— begin GIVEN ENTRIES —
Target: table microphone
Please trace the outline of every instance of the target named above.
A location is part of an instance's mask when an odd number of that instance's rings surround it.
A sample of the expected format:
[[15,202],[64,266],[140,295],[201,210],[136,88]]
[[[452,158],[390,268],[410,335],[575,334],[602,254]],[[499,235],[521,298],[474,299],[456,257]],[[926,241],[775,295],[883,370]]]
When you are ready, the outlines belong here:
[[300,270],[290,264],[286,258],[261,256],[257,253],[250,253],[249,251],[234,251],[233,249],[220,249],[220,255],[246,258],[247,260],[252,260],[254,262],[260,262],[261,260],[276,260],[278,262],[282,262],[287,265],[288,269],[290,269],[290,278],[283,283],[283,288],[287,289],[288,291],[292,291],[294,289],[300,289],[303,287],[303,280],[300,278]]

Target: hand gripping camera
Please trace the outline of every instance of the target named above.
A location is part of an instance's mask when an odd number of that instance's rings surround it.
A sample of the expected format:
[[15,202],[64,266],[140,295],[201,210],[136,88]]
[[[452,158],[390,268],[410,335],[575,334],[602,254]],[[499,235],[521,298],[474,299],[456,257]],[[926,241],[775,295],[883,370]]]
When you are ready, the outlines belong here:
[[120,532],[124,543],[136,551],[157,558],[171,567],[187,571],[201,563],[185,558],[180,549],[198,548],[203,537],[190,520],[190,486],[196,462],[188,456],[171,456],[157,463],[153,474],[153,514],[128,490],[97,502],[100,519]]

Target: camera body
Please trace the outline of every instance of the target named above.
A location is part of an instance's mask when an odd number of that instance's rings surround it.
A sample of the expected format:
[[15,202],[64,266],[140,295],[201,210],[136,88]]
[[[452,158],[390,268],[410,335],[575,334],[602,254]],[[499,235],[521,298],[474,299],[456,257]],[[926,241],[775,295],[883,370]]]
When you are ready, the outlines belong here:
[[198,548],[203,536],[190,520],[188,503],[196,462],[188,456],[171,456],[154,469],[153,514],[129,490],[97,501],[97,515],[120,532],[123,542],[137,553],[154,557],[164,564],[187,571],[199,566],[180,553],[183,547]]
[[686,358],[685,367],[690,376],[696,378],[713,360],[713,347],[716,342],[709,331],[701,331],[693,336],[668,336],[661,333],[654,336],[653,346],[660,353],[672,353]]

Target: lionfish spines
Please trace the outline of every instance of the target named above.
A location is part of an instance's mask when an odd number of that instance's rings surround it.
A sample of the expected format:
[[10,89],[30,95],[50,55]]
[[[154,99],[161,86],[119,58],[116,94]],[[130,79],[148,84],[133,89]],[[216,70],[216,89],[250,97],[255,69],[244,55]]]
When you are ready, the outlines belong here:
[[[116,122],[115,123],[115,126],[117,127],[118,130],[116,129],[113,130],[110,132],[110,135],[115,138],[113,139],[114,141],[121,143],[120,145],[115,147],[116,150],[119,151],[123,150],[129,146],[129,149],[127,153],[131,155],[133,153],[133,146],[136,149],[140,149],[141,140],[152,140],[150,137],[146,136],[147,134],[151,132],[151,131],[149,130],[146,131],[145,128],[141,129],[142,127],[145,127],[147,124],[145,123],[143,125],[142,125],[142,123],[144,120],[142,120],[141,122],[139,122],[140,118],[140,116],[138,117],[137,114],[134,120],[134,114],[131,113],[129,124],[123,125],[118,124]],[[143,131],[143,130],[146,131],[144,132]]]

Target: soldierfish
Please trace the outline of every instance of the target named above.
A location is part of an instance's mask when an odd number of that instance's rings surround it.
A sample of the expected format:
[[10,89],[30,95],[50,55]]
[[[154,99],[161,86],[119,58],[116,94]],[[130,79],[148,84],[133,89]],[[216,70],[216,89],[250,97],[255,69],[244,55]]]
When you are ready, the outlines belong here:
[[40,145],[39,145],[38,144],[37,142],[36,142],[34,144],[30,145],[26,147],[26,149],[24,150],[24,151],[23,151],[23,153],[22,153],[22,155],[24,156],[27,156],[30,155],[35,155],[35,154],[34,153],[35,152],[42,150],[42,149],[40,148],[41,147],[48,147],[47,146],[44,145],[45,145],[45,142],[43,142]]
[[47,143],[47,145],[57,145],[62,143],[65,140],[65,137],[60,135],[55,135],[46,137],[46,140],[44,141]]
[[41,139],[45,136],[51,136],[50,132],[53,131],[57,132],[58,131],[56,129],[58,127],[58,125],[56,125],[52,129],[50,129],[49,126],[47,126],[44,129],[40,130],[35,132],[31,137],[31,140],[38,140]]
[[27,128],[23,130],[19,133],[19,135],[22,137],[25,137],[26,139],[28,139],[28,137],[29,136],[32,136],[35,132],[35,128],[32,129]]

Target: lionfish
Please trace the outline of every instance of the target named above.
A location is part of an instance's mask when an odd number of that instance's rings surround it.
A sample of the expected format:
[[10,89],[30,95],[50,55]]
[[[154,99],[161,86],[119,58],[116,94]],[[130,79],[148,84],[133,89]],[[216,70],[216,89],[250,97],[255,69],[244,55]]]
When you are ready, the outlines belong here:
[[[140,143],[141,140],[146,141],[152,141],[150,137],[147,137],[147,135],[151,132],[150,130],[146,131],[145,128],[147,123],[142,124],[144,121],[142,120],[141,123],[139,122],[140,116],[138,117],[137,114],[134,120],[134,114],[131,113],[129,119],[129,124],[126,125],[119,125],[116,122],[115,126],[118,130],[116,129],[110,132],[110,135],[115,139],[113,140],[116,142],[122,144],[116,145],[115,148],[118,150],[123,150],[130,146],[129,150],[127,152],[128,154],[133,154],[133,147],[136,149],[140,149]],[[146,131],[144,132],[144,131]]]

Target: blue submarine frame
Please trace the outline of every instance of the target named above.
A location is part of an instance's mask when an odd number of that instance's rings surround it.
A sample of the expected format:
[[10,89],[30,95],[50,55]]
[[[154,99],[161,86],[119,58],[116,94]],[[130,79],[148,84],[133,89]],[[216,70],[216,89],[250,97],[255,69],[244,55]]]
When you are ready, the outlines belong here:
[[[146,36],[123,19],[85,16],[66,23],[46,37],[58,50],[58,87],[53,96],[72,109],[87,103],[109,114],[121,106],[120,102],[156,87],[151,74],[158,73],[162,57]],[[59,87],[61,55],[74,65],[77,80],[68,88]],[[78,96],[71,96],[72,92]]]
— end GIVEN ENTRIES —
STATED PROBLEM >>
Convert the lines above into a numbered list, leaving out the blank lines.

IN RESPONSE >>
1. Target: table microphone
2. Please trace the outline of every instance of the target named above.
3. A location is part of an instance's mask when an odd number of that instance's rings surround it.
4. A sample of the expected format:
5. [[15,202],[64,266],[140,295],[201,210],[136,88]]
6. [[[452,158],[390,268],[410,335],[575,334],[602,254]],[[499,235],[521,298],[474,299],[456,257]],[[926,241],[775,295],[883,370]]]
7. When you are ready, the outlines belong here:
8. [[300,270],[290,264],[286,258],[261,256],[257,253],[250,253],[249,251],[234,251],[233,249],[220,249],[220,255],[246,258],[247,260],[252,260],[254,262],[260,262],[261,260],[276,260],[278,262],[282,262],[287,265],[288,269],[290,269],[290,278],[283,283],[283,288],[287,289],[288,291],[292,291],[294,289],[300,289],[303,287],[303,280],[300,278]]
9. Target: hand gripping camera
10. Please trace the outline of every instance of the target named above.
11. A location is part of an instance's mask when an odd number of that instance's rings surround it.
12. A sample of the expected format:
13. [[15,202],[64,266],[140,295],[201,210],[136,88]]
14. [[[452,158],[390,268],[410,335],[575,334],[602,254]],[[499,235],[521,298],[474,299],[456,257]],[[926,241],[775,295],[883,370]]]
15. When you are ready, the outlines belong here:
16. [[120,532],[124,543],[136,551],[157,558],[171,567],[187,571],[201,563],[185,558],[180,549],[198,548],[203,537],[190,520],[190,486],[196,462],[188,456],[171,456],[157,463],[153,474],[153,514],[128,490],[97,502],[100,519]]
17. Target: camera body
18. Please trace the outline of every instance of the target named above.
19. A location is part of an instance's mask when an odd number of that instance's rings surround it.
20. A sample of the expected format:
21. [[15,202],[64,266],[140,295],[201,210],[136,88]]
22. [[[452,158],[390,268],[410,335],[575,334],[602,254]],[[499,235],[521,298],[474,299],[456,257]],[[926,241],[775,295],[883,370]]]
23. When you are ready, the outlines belong here:
24. [[198,548],[203,536],[190,520],[188,503],[196,462],[188,456],[171,456],[154,469],[153,514],[129,490],[97,501],[97,515],[120,532],[123,542],[137,553],[154,557],[164,564],[187,571],[199,566],[180,553],[183,547]]
25. [[686,358],[685,367],[690,376],[696,378],[713,360],[713,347],[716,342],[709,331],[701,331],[693,336],[668,336],[661,333],[654,336],[653,346],[660,353],[672,353]]
26. Target: lionfish spines
27. Please trace the outline of every instance of the target named above.
28. A location is part of an instance's mask when an odd number of that instance's rings surround it.
29. A sample of the expected format:
30. [[10,89],[30,95],[50,55]]
31. [[[154,99],[161,86],[119,58],[116,94]],[[130,79],[148,84],[133,89]],[[216,70],[216,89],[250,97],[255,69],[244,55]]]
32. When you are ready, the outlines belong here:
33. [[[116,122],[115,123],[115,126],[117,127],[118,130],[116,129],[113,130],[110,132],[110,135],[115,138],[113,139],[114,141],[121,143],[120,145],[115,147],[116,150],[119,151],[123,150],[129,146],[129,149],[127,153],[131,155],[133,153],[133,146],[136,149],[140,149],[141,140],[152,140],[150,137],[146,136],[147,134],[151,132],[151,131],[149,130],[146,131],[145,128],[141,129],[142,127],[145,127],[147,124],[145,123],[143,125],[142,125],[142,123],[144,120],[142,120],[141,122],[139,122],[140,118],[140,116],[138,117],[137,114],[134,120],[134,114],[131,113],[129,124],[123,125],[118,124]],[[143,131],[143,130],[146,131],[144,132]]]
34. Target: soldierfish
35. Please trace the outline of every instance of the target named above.
36. A location is part of an instance's mask when an odd number of that instance's rings surround it.
37. A sample of the expected format:
38. [[10,89],[30,95],[50,55]]
39. [[[154,99],[161,86],[119,58],[116,94]],[[130,79],[148,84],[133,89]],[[216,70],[216,89],[250,97],[255,69],[244,55]]]
40. When you are ready, the outlines belong here:
41. [[40,145],[39,145],[38,144],[37,142],[36,142],[34,144],[30,145],[26,147],[26,149],[24,150],[24,151],[23,151],[23,153],[22,153],[22,155],[24,156],[27,156],[30,155],[35,155],[35,154],[34,153],[35,152],[42,150],[42,149],[40,148],[41,147],[48,147],[47,146],[44,145],[45,145],[45,142],[43,142]]
42. [[47,143],[47,145],[57,145],[62,143],[65,140],[65,137],[60,135],[55,135],[46,137],[46,140],[44,141]]
43. [[41,139],[45,136],[51,136],[50,132],[53,131],[57,132],[58,131],[56,129],[58,127],[58,125],[56,125],[52,129],[50,129],[49,126],[47,126],[44,129],[40,130],[35,132],[31,137],[31,140],[38,140]]
44. [[27,128],[23,130],[19,133],[19,135],[22,137],[25,137],[26,139],[28,139],[28,137],[29,136],[32,136],[35,132],[35,128],[32,129]]
45. Target: lionfish
46. Please trace the outline of every instance of the target named above.
47. A location is part of an instance's mask when an odd number of that instance's rings surround it.
48. A sample of the expected format:
49. [[10,89],[30,95],[50,55]]
50. [[[154,99],[161,86],[119,58],[116,94]],[[130,79],[148,84],[133,89]],[[216,70],[216,89],[250,97],[255,69],[244,55]]]
51. When you are ready, the outlines belong here:
52. [[[140,143],[141,140],[146,141],[152,141],[150,137],[147,137],[147,135],[151,132],[150,130],[146,131],[145,128],[147,123],[142,124],[144,121],[142,120],[141,123],[139,122],[140,116],[138,117],[137,114],[134,120],[134,114],[131,113],[129,119],[129,124],[126,125],[119,125],[116,122],[115,126],[118,130],[116,129],[110,132],[110,135],[115,139],[113,140],[116,142],[122,144],[116,145],[115,148],[118,150],[123,150],[130,146],[129,150],[127,152],[128,154],[133,154],[133,147],[136,149],[140,149]],[[146,131],[144,132],[144,131]]]
53. Target: blue submarine frame
54. Please trace the outline of every instance of the target named above.
55. A location is part of an instance's mask when an odd number of that instance's rings surround it.
56. A sample of the expected format:
57. [[10,89],[30,95],[50,55]]
58. [[[154,99],[161,86],[119,58],[116,94]],[[130,79],[148,84],[133,89]],[[216,70],[216,89],[250,97],[255,69],[244,55]]]
59. When you are ready, the outlines belong here:
60. [[[146,36],[123,19],[85,16],[66,23],[46,37],[58,50],[58,87],[53,96],[72,109],[87,103],[109,114],[121,106],[120,102],[156,87],[151,74],[158,73],[162,57]],[[59,87],[61,55],[74,65],[77,80],[68,88]],[[78,96],[71,96],[72,92]]]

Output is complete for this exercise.